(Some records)
★ ★ ★ ★
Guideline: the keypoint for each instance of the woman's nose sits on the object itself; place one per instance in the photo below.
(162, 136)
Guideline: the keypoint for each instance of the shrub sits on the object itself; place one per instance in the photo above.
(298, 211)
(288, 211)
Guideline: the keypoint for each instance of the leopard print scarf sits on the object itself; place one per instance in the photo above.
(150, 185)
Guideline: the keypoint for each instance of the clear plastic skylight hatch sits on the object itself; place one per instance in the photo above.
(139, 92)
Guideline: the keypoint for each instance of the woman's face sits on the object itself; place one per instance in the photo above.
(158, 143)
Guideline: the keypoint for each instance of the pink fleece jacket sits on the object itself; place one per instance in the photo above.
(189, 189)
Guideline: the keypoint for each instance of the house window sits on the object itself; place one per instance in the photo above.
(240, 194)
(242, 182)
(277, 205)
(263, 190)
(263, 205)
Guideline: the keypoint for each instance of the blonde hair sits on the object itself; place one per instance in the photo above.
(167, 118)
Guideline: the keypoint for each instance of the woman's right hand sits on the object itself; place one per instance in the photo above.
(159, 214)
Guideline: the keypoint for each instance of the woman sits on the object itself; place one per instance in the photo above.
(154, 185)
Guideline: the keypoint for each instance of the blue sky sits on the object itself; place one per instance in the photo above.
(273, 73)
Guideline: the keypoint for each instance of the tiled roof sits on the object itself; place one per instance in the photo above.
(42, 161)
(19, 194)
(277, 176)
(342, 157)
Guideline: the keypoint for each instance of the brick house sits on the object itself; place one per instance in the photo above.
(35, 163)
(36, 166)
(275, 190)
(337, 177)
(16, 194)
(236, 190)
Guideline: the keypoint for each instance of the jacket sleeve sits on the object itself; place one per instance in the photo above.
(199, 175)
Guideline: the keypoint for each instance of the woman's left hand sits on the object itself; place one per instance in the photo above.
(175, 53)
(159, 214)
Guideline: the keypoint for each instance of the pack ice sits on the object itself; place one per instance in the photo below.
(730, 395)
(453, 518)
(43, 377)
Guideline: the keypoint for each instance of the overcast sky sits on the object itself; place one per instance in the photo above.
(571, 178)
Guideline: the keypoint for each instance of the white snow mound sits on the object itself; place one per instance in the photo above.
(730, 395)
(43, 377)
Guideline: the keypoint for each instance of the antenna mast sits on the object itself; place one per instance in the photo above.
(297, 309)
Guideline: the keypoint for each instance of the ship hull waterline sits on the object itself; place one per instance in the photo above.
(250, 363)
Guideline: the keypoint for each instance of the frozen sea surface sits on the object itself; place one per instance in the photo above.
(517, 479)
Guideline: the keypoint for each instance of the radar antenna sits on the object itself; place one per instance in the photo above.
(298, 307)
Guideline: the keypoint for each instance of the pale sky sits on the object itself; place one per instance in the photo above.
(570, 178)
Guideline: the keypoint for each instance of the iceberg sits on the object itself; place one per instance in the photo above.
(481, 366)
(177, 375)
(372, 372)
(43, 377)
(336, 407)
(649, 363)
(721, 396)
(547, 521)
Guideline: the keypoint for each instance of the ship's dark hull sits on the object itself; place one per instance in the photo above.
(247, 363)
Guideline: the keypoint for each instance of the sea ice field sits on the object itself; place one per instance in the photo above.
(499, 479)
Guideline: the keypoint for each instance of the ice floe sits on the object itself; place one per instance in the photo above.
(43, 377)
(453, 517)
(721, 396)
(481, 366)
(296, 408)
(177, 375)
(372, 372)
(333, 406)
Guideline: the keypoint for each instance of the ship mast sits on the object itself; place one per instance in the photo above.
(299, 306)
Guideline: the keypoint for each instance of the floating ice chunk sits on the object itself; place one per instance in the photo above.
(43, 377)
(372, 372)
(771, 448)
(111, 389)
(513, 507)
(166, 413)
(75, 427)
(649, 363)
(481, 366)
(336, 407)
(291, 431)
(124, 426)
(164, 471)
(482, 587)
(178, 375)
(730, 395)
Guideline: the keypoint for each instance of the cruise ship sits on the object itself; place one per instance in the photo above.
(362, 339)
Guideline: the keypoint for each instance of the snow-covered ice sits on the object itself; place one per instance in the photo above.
★ ★ ★ ★
(THE EXERCISE)
Copy each line of the data exactly, leaving nothing out.

(TASK RESPONSE)
Guideline: the keypoint for each instance of the woman's nose sits on the object itself; place one per instance in the photo below.
(162, 136)
Guideline: the keypoint for each instance of the shrub sits on the object itself; place one per instance in the photo above.
(298, 211)
(288, 211)
Guideline: the keypoint for each instance of the leopard print scarf sits on the object itself; place one per instance in the photo above.
(150, 185)
Guideline: the keypoint for each instance of the clear plastic skylight hatch sits on the object itself; place one per instance in the photo above.
(139, 92)
Guideline: the keypoint for each instance of the woman's face sits on the object itself; place one per instance in the photo above.
(158, 143)
Guideline: the keypoint for each instance of the pink fleece jacket sits on the object itself; place one per instance in the photo above.
(189, 189)
Guideline: the keypoint for each instance of the house window sits on the object itself; place one per instance in the photo above.
(240, 194)
(242, 182)
(277, 205)
(263, 190)
(263, 205)
Guideline: the keypoint for each instance of the blonde hair sits on the object itself; place one per instance in the photo above.
(167, 118)
Guideline: the keypoint for each instance of the woman's right hand sits on the object itself; place one per instance in the photo above.
(159, 214)
Guideline: the keypoint for each instance of the woman sits on the object itself; place one per instance in the photo above.
(154, 185)
Guideline: the keypoint for each instance of the blue sky sits on the object itself; place one per instance in the photo above.
(273, 73)
Guideline: the keypoint for each instance of the tiled roof sits on the object itself; place one per instance in the photo above.
(42, 161)
(19, 194)
(277, 176)
(342, 157)
Guideline: the keypoint for each instance of the brick house sits on the object itself; place one per instance in the photo above.
(35, 163)
(36, 166)
(275, 190)
(337, 177)
(16, 194)
(236, 190)
Guideline: the keypoint for each instance of the jacket sleeve sits on the object itself; place one per instance in the photo above.
(199, 175)
Guideline: the keypoint for each instance of the woman's left hand sits on the object itself; place one per instance in the photo above.
(175, 53)
(159, 214)
Guideline: the keypoint for each instance of the pack ice sits on the object itself; place one per instance in the photo below.
(730, 395)
(453, 518)
(43, 377)
Guideline: the keypoint for each instance of the overcast sky sits on the object itself; place one per instance in the photo above.
(571, 178)
Guideline: the keypoint for each instance of the white snow mound sits on the object itself; place one per instance in the photo above.
(730, 395)
(43, 377)
Guideline: the keypoint for each instance of the antenna mast sits on the object itself; place one per instance in the photo above.
(297, 309)
Guideline: the keypoint for each instance of the ship hull waterline sits on the object itself; place one per instance in the photo above.
(250, 363)
Guideline: the keypoint for each instance of the frozen sea surface sits on the object itself; place one per instance in the photo above.
(517, 479)
Guideline: the keypoint for each instance of the radar antenna sits on the object itself; place one per instance in the photo above.
(298, 307)
Guideline: the keypoint for each instance of the pale sky sits on the object itself; place one per instance in the photo above.
(570, 178)
Guideline: the keypoint for each instance of the iceberg sits on the object itself; place one per instance in the photo above.
(481, 366)
(177, 375)
(372, 372)
(43, 377)
(336, 407)
(649, 363)
(721, 396)
(547, 521)
Guideline: the keypoint for each instance of the ship's dark hull sits on the object itself; place one per instance in the photo above.
(247, 363)
Guideline: the keypoint for each instance of the sea ice field sits on the object itself; place one per instance in the photo above.
(499, 479)
Guideline: the keypoint for each instance of the ice floe sits on the object itself; place one per instance in the photo above.
(43, 377)
(453, 517)
(721, 396)
(481, 366)
(296, 408)
(177, 375)
(372, 372)
(333, 406)
Guideline: the keypoint for each instance of the ship mast sits on the object itself; place one per instance in the photo above.
(299, 306)
Guideline: the keypoint for each instance of the floating ice chunk sits on the object itself; place one per instance in the photo above.
(43, 377)
(372, 372)
(771, 448)
(111, 389)
(513, 507)
(166, 413)
(75, 427)
(649, 363)
(481, 366)
(336, 407)
(291, 431)
(124, 426)
(164, 471)
(482, 587)
(178, 375)
(730, 395)
Guideline: the keypoint for each instance of the cruise ship sits on the object itself; place one per instance in the photo above.
(362, 339)
Guideline: the keypoint for each instance of the snow-covered ice sits on the object itself; place one per instance in the photo above.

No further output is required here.